[Given request a]
Repeat verbatim the portion of the records below that runs from the line containing "Target: church building" through the end of the records, including both the first and the last line.

Circuitbreaker to avoid and monitor access to stale NFS mounts
When an NFS currently becomes inaccessible, the exists?
cache is being incorrectly set when trying to access a repository on that NFS. Causing the repository to appear missing, as described in https://gitlab.com/gitlab-com/infrastructure/issues/1775.
To avoid this, we can wrap the repository NFS calls in a CircuitBreaker as suggested by @pcarranza.
If the repository call fails because of a Rugged::OSError
we will check if the repository_storage_path
is available using Pathname#realpath
. If it is, we will just raise the exception, since it could just mean the repository is missing, which is acceptable.
If the check using Pathname#realpath
raises an Errno::EIO
we will store the the time for this exception and increment a failure counter in redis. And raise the exception wrapped in a StorageNotAvailable
exception.
The exception information stored in redis needs to be specific to a host and a storage path. Because having an NFS not respond on 1 system, does not mean it wont respond on another host.
If we have a second request, but the last failure was less then 5 seconds ago, we will not retry accessing the storage, again since the calls to the storage take a long time when the NFS is not responding. This will avoid clogging up the web-workers.

[Given request b]
Reproduce the full text on the NFS circuit breaker above verbatim.

[Collection entries]
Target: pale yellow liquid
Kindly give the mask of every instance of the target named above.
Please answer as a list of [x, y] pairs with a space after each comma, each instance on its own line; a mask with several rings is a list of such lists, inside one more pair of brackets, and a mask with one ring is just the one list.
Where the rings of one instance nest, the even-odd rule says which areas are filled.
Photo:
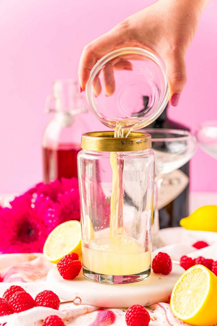
[[151, 251], [132, 238], [121, 244], [112, 243], [109, 237], [90, 241], [89, 248], [82, 247], [84, 266], [92, 272], [106, 275], [130, 275], [148, 269]]

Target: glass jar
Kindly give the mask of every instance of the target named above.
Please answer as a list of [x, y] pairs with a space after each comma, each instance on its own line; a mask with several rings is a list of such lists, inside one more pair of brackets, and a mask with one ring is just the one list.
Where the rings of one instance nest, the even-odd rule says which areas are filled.
[[139, 132], [126, 138], [115, 138], [112, 131], [82, 136], [78, 166], [83, 271], [88, 279], [121, 284], [150, 273], [151, 146], [150, 136]]
[[49, 184], [63, 177], [77, 177], [81, 137], [87, 128], [86, 104], [79, 92], [77, 82], [71, 80], [55, 81], [53, 95], [47, 98], [46, 110], [54, 115], [43, 139], [44, 181]]

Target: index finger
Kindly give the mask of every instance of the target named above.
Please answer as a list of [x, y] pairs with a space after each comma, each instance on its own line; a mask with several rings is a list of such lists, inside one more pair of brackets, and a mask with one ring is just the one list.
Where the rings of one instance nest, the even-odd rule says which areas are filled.
[[121, 47], [121, 36], [123, 37], [123, 33], [126, 32], [119, 28], [115, 27], [84, 47], [79, 62], [78, 72], [82, 91], [85, 90], [90, 71], [96, 63], [109, 52]]

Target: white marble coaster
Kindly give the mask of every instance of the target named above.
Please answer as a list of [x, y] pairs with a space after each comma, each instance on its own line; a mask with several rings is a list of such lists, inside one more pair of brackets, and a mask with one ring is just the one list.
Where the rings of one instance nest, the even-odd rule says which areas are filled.
[[127, 284], [105, 284], [89, 281], [82, 270], [74, 280], [64, 280], [56, 266], [50, 271], [47, 282], [50, 288], [66, 301], [80, 297], [83, 304], [106, 308], [122, 308], [132, 304], [150, 305], [166, 302], [175, 283], [184, 270], [173, 265], [169, 275], [155, 274], [152, 271], [145, 280]]

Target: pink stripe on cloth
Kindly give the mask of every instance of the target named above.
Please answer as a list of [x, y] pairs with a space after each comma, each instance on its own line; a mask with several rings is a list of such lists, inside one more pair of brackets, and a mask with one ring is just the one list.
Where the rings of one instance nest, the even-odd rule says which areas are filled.
[[89, 326], [107, 326], [114, 324], [116, 319], [115, 314], [111, 310], [100, 309], [96, 319]]
[[169, 304], [161, 303], [146, 307], [149, 313], [151, 321], [157, 325], [168, 326], [189, 326], [190, 324], [179, 319], [173, 315]]

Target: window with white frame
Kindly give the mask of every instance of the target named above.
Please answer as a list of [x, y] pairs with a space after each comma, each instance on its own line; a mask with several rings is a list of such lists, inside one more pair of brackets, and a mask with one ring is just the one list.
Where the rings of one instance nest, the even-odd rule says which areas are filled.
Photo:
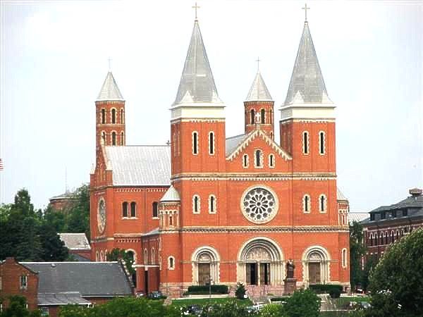
[[322, 194], [319, 197], [319, 211], [321, 213], [326, 213], [326, 205], [327, 205], [326, 197], [324, 194]]
[[209, 196], [209, 212], [210, 213], [216, 213], [216, 196], [214, 196], [214, 195]]
[[307, 213], [310, 212], [310, 196], [307, 194], [302, 197], [302, 211]]
[[200, 213], [200, 196], [192, 196], [192, 212]]

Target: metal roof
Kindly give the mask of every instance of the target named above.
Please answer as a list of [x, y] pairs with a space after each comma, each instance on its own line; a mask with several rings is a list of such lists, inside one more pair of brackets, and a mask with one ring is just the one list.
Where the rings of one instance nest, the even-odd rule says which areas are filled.
[[97, 101], [124, 101], [113, 74], [110, 71], [107, 73]]
[[169, 186], [171, 147], [167, 145], [104, 147], [113, 185]]
[[194, 29], [173, 105], [196, 102], [222, 102], [217, 94], [197, 20], [194, 23]]
[[70, 250], [90, 250], [91, 247], [85, 233], [59, 233], [60, 240]]
[[326, 101], [329, 101], [328, 93], [308, 23], [305, 22], [284, 104]]
[[85, 297], [132, 294], [118, 262], [20, 262], [38, 272], [39, 293], [78, 292]]
[[256, 74], [245, 101], [273, 101], [260, 71]]

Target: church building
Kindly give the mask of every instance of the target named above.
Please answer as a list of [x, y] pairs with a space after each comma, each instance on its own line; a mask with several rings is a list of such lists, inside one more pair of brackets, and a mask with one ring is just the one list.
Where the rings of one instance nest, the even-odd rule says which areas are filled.
[[134, 259], [138, 291], [173, 297], [190, 285], [238, 282], [249, 292], [281, 294], [287, 261], [297, 287], [349, 288], [349, 206], [336, 186], [335, 105], [307, 19], [278, 113], [259, 70], [243, 104], [244, 131], [227, 138], [225, 104], [197, 18], [168, 144], [126, 145], [125, 100], [108, 73], [95, 101], [93, 261], [123, 249]]

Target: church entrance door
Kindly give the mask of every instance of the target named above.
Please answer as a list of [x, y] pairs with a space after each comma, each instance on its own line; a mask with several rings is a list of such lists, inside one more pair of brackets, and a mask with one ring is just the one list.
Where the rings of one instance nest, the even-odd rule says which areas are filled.
[[210, 263], [198, 263], [198, 284], [206, 285], [209, 284], [210, 279]]
[[310, 262], [309, 265], [309, 282], [310, 284], [320, 283], [320, 263]]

[Task result a]
Target: church building
Kindly give the mask of every instance of the target named above.
Please answer as a list of [x, y] pairs with a space after each comma, each instance on its own line; a mask with several rings is a list of such lists, inside one more pair of brackets, and a mask with one ring is just the one list.
Where the rings of one instance nest, the even-odd rule says which areas are filled.
[[134, 259], [138, 291], [173, 297], [190, 285], [238, 282], [249, 292], [281, 294], [287, 261], [297, 287], [349, 288], [349, 206], [336, 186], [335, 105], [307, 19], [278, 113], [259, 70], [243, 104], [244, 131], [227, 138], [225, 104], [197, 18], [168, 144], [126, 145], [125, 100], [108, 73], [95, 101], [93, 261], [123, 249]]

Target: church entrance door
Kindly give the mask of every instance of the target named above.
Please answer as a list of [x, y] pairs with a space after each comma, each instance on its own line; a mask with several rings is a list of such lists, inside one more pair of brackets, and a mask with one ring is just the one list.
Where the rings of one instance nest, the even-odd rule says which areas are filled.
[[210, 263], [198, 263], [198, 284], [206, 285], [209, 284], [210, 279]]
[[310, 262], [309, 265], [309, 282], [310, 284], [320, 283], [320, 263]]

[Task result b]
Circuitbreaker to avoid and monitor access to stale NFS mounts
When an NFS currently becomes inaccessible, the exists?
cache is being incorrectly set when trying to access a repository on that NFS. Causing the repository to appear missing, as described in https://gitlab.com/gitlab-com/infrastructure/issues/1775.
To avoid this, we can wrap the repository NFS calls in a CircuitBreaker as suggested by @pcarranza.
If the repository call fails because of a Rugged::OSError
we will check if the repository_storage_path
is available using Pathname#realpath
. If it is, we will just raise the exception, since it could just mean the repository is missing, which is acceptable.
If the check using Pathname#realpath
raises an Errno::EIO
we will store the the time for this exception and increment a failure counter in redis. And raise the exception wrapped in a StorageNotAvailable
exception.
The exception information stored in redis needs to be specific to a host and a storage path. Because having an NFS not respond on 1 system, does not mean it wont respond on another host.
If we have a second request, but the last failure was less then 5 seconds ago, we will not retry accessing the storage, again since the calls to the storage take a long time when the NFS is not responding. This will avoid clogging up the web-workers.